Brano fornito:
* * *

Le Sezioni Unite della Corte di Cassazione hanno pubblicato in data 24 agosto 2022 due importanti sentenze "gemelle" ( n. 25317 e n. 25318 ) entrambe aventi ad oggetto la materia della cittadinanza italiana per diritto di sangue (iure sanguinis).

L'intervento delle Sezioni Unite era particolarmente atteso dato che erano (e sono) attualmente pendenti innanzi alla Corte di Appello diverse centinaia di appelli presentati dal Ministero dell'Interno, tutti vertenti sulla medesima questione giuridica.

La vicenda all'esame della Suprema Corte

La cittadinanza italiana per diritto di sangue si trasmette senza limiti generazionali. Di conseguenza, qualora si dimostri di avere un ascendente italiano, anche molto lontano (con il solo limite che questi sia deceduto dopo la proclamazione del Regno d'Italia e che non abbia mai perso in vita la cittadinanza italiana), è possibile ottenere il riconoscimento della cittadinanza italiana iure sanguinis anche a distanza di molti anni e di molte generazioni.

E' ciò che avevano chiesto alcuni cittadini brasiliani, discendenti di un cittadino italiano emigrato (come milioni di altri nostri connazionali) alla fine del Diciannovesimo Secolo nel continente Americano, i quali, dopo aver ricostruito documentalmente la catena di discendenza italiana, si erano rivolti al Tribunale ordinario di Roma.

* * *

Righe fornite:
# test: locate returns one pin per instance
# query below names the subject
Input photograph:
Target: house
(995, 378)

* * *

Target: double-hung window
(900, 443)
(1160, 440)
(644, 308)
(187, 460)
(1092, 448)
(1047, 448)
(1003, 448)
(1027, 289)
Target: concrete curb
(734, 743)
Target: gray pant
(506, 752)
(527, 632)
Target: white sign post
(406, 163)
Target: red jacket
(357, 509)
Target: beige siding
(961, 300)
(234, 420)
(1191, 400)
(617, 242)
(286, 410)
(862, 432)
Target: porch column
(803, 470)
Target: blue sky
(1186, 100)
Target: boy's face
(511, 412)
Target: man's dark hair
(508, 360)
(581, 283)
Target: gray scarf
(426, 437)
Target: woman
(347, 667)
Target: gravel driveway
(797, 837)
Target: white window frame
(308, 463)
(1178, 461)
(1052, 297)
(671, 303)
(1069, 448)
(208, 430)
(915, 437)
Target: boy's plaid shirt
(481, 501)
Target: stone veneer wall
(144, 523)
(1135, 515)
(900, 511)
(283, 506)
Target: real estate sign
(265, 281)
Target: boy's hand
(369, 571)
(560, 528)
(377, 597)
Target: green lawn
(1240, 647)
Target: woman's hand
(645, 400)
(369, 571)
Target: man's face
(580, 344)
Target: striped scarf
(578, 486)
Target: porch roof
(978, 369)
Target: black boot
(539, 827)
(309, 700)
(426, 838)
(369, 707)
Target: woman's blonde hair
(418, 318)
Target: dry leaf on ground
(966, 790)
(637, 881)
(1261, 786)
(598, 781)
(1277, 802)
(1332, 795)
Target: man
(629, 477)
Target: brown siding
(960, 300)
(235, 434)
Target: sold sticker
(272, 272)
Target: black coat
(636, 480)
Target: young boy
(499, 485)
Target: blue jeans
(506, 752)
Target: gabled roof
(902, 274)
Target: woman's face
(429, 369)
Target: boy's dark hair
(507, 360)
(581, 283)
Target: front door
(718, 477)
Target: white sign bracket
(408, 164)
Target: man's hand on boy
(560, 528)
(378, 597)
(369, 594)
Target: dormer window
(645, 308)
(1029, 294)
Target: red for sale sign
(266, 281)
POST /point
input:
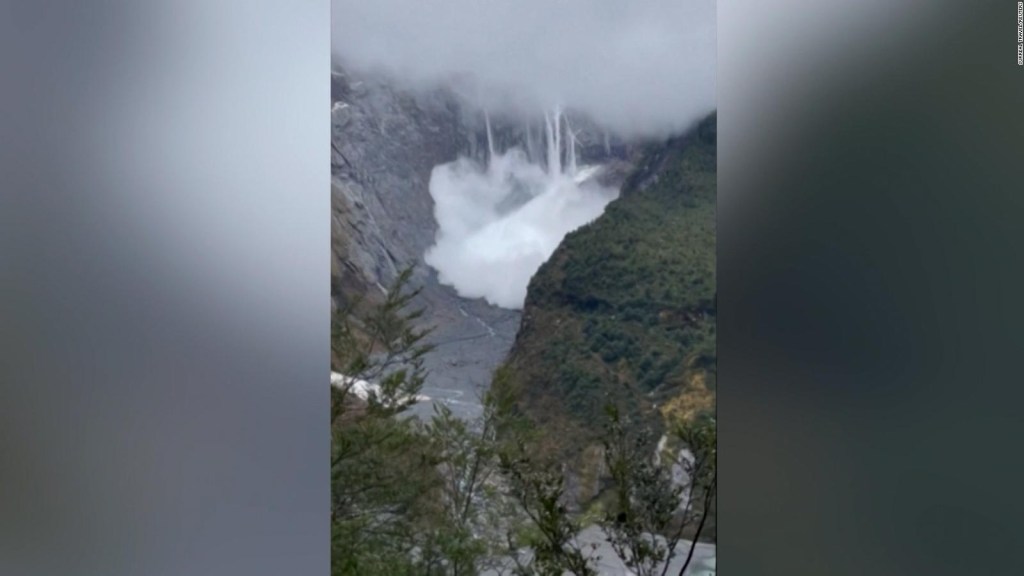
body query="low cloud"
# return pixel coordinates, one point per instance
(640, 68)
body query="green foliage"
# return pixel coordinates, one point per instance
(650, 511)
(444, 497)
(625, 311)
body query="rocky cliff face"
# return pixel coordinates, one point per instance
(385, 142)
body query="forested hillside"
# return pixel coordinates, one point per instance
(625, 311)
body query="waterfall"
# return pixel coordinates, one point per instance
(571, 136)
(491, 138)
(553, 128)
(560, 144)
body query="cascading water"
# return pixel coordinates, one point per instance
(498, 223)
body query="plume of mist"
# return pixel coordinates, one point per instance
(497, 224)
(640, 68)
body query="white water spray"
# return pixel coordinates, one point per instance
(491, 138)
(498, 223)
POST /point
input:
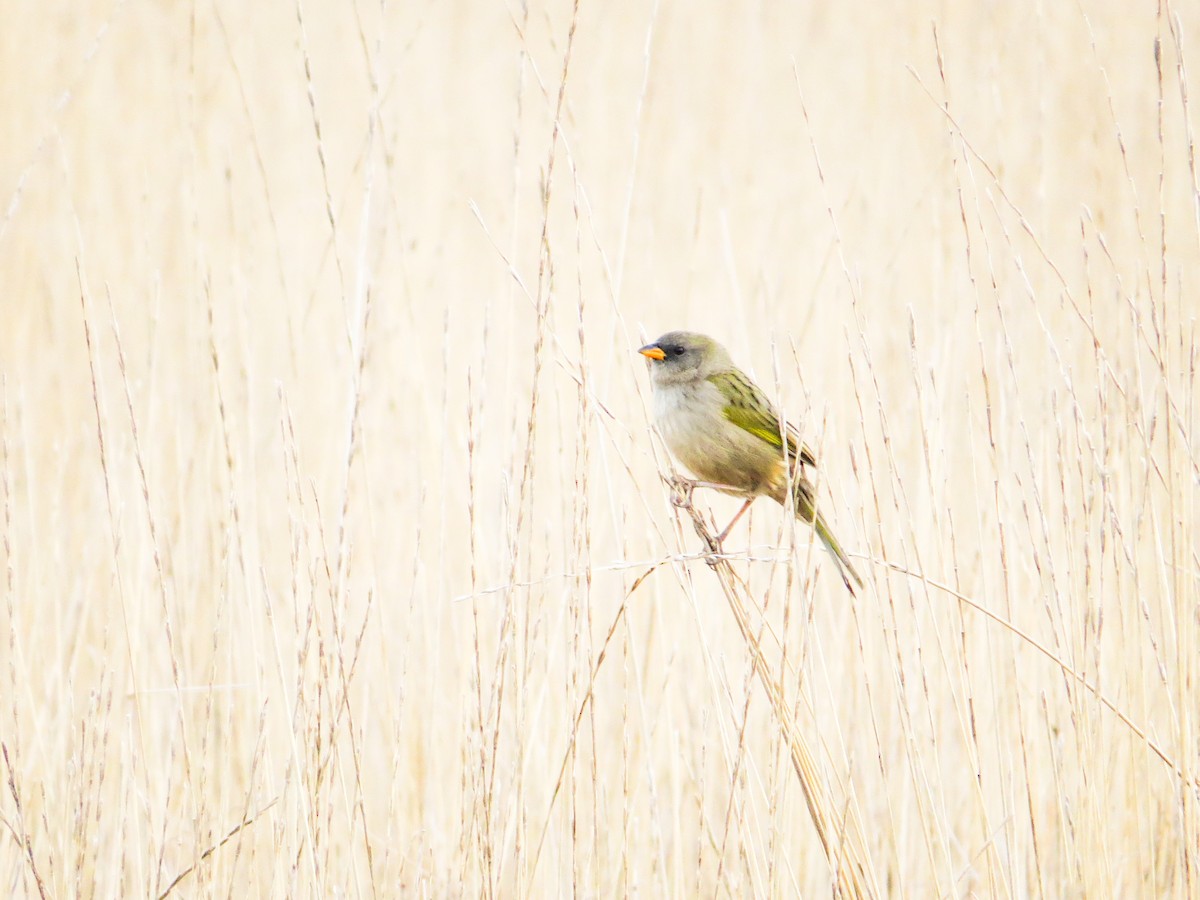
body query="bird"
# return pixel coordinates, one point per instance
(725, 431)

* * *

Compiti da svolgere:
**1)** Indica se ciascuna delle seguenti affermazioni concorda con il brano sulla cittadinanza iure sanguinis, rispondendo sì o no e citando alla lettera le parole del brano che lo stabiliscono. (a) Le due sentenze "gemelle" sono state pubblicate il 24 agosto 2022. (b) La cittadinanza italiana per diritto di sangue si trasmette al massimo per tre generazioni. (c) Gli appelli pendenti innanzi alla Corte di Appello erano stati presentati dai cittadini brasiliani.
**2)** Prosegui il brano sulla cittadinanza iure sanguinis, cominciando subito dopo la sua ultima frase.

Risultati per compito:
**1)**
(a) Sì: «hanno pubblicato in data 24 agosto 2022 due importanti sentenze "gemelle"».
(b) No: «si trasmette senza limiti generazionali».
(c) No: «diverse centinaia di appelli presentati dal Ministero dell'Interno».

**2)**
Tuttavia, il Ministero dell'Interno (contraddittore in questo tipo di giudizi) aveva eccepito la perdita della cittadinanza italiana da parte dell'avo emigrante. In particolare, secondo la tesi ministeriale, questo nostro concittadino si sarebbe trovato in Brasile nell'anno 1889, allorché lo Stato brasiliano adottò il decreto n. 58-A del 14 dicembre del 1889, con il quale di fatto invitò tutti gli emigranti presenti sul territorio brasiliano a dichiarare entro un termine di sei mesi (poi prorogato) la volontà di mantenere la cittadinanza di origine, altrimenti sarebbero stati considerati automaticamente cittadini brasiliani. Dalla mancata presentazione di tale dichiarazione, il Ministero afferiva che l'avo emigrante avesse acquisito la cittadinanza brasiliana e, che, quindi, avesse perso la cittadinanza italiana. Ed invero, ai sensi dell'articolo 11 del Codice Civile del 1865, n. 2 (applicabile ratione temporis alla fattispecie de qua) chiunque avesse "ottenuto la cittadinanza in paese estero" perdeva la cittadinanza italiana.

Il Tribunale di Roma rigettava l'eccezione ministeriale, anche perché i discendenti avevano prodotto un'attestazione della competente Autorità brasiliana che dichiarava che l'avo emigrante non aveva mai acquisito la cittadinanza italiana (cd. certidão negativa de naturalização).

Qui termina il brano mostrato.